**WORK ITEM:** After locating the line that contains "of the marble" in the data below, set down exactly that line and each one after it through the line that contains "of the embossed", and nothing more.

**SUPPLIED DATA:**
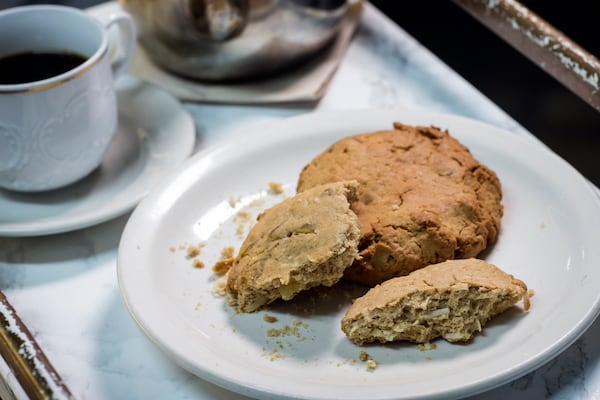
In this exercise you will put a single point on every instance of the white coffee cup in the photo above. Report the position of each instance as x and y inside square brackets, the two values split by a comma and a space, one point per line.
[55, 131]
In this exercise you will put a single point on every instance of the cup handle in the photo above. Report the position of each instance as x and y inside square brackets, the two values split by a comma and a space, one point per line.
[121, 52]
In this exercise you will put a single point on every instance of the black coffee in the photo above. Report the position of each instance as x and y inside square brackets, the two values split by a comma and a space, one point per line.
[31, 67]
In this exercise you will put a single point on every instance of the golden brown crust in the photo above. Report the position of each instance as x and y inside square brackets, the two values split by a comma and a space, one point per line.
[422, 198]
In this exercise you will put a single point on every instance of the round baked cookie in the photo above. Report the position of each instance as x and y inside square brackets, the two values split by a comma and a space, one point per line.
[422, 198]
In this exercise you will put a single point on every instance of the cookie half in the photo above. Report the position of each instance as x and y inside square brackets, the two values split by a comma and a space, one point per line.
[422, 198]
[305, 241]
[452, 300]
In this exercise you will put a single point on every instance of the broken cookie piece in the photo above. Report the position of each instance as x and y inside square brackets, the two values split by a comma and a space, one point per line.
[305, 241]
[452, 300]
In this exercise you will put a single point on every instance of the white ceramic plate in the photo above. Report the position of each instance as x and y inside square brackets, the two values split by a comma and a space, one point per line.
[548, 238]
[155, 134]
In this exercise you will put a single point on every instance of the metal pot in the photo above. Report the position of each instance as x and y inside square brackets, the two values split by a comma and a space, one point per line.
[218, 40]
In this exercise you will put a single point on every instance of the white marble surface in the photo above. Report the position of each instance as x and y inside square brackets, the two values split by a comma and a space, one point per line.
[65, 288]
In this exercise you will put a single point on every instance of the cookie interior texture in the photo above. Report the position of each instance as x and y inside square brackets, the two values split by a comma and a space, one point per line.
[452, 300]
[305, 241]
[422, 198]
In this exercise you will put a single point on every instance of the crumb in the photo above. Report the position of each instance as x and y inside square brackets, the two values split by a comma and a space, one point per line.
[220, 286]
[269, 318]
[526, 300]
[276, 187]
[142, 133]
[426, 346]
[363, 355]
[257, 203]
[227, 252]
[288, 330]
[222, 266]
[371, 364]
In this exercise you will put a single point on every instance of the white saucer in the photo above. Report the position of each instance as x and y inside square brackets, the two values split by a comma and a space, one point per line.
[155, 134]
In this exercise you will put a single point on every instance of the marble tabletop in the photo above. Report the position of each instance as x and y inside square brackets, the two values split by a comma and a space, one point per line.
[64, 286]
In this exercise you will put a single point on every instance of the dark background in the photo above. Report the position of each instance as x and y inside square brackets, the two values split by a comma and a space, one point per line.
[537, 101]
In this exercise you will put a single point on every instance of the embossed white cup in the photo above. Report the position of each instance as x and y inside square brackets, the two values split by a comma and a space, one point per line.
* * *
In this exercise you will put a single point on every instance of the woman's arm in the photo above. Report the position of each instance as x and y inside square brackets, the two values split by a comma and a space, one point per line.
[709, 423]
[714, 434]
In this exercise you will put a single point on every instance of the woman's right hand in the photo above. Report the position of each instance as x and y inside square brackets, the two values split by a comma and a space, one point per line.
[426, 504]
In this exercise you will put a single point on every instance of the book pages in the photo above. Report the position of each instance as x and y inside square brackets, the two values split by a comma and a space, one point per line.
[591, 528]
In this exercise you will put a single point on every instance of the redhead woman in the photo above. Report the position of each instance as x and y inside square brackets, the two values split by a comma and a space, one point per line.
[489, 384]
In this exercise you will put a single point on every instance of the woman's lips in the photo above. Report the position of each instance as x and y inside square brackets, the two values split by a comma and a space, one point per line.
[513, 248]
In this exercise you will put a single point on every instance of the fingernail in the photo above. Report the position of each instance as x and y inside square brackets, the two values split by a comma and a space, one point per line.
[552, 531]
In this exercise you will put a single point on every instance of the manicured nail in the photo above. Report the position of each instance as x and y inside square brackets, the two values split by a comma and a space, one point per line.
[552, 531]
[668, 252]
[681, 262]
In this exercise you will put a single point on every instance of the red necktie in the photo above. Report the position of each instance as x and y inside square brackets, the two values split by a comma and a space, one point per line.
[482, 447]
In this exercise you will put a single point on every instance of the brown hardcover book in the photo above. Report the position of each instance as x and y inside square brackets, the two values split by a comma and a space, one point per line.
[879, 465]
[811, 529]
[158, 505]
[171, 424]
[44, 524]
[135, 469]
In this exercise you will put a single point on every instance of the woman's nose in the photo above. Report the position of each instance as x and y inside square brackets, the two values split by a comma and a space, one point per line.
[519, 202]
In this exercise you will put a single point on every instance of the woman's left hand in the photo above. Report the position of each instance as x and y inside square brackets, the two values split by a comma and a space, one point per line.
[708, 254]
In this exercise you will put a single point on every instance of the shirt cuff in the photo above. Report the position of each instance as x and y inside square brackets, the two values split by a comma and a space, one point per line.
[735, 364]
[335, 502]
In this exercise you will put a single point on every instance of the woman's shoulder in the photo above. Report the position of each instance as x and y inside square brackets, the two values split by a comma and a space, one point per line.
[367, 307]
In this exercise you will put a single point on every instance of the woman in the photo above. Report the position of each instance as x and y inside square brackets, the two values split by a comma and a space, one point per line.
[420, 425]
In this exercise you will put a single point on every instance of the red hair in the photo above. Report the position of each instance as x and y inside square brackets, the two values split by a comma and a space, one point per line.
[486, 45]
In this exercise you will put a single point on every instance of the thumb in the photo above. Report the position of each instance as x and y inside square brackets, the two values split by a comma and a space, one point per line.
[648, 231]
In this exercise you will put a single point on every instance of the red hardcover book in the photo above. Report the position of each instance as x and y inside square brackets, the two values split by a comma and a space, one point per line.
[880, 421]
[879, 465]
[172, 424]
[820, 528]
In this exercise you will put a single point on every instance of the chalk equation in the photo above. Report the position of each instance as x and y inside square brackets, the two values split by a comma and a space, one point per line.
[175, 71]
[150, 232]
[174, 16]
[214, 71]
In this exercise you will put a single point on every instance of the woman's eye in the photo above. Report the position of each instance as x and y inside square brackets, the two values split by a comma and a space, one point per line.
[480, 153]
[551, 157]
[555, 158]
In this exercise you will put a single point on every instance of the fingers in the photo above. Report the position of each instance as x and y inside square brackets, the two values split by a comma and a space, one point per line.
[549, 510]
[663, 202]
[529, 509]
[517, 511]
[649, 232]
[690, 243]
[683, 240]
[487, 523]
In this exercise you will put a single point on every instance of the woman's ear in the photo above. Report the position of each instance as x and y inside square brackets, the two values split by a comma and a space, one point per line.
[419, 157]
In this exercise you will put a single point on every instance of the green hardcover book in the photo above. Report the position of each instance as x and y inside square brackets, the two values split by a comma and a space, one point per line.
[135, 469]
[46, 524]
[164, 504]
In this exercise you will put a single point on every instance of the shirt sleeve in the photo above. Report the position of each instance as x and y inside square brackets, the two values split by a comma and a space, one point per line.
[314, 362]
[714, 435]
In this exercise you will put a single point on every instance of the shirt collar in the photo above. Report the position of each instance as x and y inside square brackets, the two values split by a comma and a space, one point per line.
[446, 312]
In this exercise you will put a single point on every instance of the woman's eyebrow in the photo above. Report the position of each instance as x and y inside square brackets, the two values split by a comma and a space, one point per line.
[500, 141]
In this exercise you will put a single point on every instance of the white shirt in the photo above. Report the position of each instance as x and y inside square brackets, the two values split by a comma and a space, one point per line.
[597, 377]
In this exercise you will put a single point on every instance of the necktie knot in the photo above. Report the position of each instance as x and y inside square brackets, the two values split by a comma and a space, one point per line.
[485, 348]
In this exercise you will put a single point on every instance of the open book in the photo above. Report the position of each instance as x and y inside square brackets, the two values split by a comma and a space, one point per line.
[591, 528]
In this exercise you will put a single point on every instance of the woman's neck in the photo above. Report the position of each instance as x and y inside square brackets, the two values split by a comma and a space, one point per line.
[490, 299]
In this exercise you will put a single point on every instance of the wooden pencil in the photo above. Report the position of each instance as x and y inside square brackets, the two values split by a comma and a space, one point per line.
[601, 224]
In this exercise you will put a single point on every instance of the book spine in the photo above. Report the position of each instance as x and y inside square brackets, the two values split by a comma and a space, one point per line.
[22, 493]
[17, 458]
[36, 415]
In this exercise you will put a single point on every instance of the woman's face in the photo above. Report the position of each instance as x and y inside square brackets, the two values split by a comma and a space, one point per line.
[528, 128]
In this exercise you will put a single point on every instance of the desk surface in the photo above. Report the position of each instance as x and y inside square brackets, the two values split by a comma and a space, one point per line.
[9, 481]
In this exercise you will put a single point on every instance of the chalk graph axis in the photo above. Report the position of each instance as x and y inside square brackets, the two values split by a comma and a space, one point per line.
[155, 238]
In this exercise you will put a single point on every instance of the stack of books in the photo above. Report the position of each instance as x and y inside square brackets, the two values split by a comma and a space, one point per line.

**THE COMPLETED TASK:**
In this exercise you will put a single point on every instance of the marble tabletop in the photo above. Report the position of each instance as x and y inside square brackets, the two values split by a comma and a space, one point per line.
[64, 286]
In this exercise you will put a single point on every instance of the dark background in the photo above. Report the position of each instance as x and y inside square brackets, the two values split by a comma and a space, one point per line.
[537, 101]
In this exercise you will put a single point on every instance of the embossed white cup in the photo above. Report the position of each instance as x and y inside square brackets, the two values split by a comma and a space, one point per line.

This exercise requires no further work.